Entries from a dataset
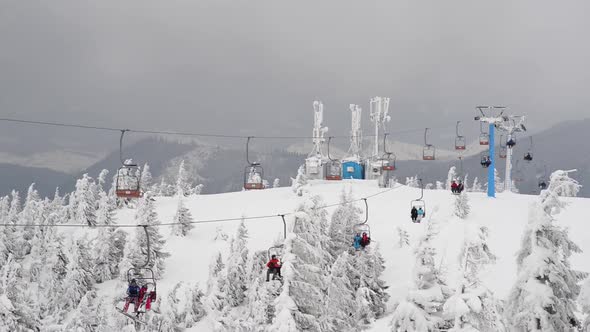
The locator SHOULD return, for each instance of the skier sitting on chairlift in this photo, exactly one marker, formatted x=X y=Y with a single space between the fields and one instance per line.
x=274 y=268
x=357 y=241
x=133 y=294
x=414 y=214
x=454 y=187
x=365 y=240
x=421 y=214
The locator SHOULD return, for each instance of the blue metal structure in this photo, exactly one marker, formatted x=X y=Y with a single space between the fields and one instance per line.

## GIVEN PROBLEM
Return the lines of the records above word for word, omitting the pictures.

## THE SOLUTION
The locator SHOULD return, for each instance of the skier sitting on chairlift in this photo, exactly one marker, formatted x=X y=Y with a single space between the fields and one instance per line.
x=274 y=268
x=357 y=241
x=133 y=294
x=414 y=214
x=454 y=187
x=365 y=240
x=421 y=214
The locator SHOULD return, for each instance of the blue metal structure in this photo, exactly one marker, formatted x=X y=Y with a single space between the fields and one instance per line.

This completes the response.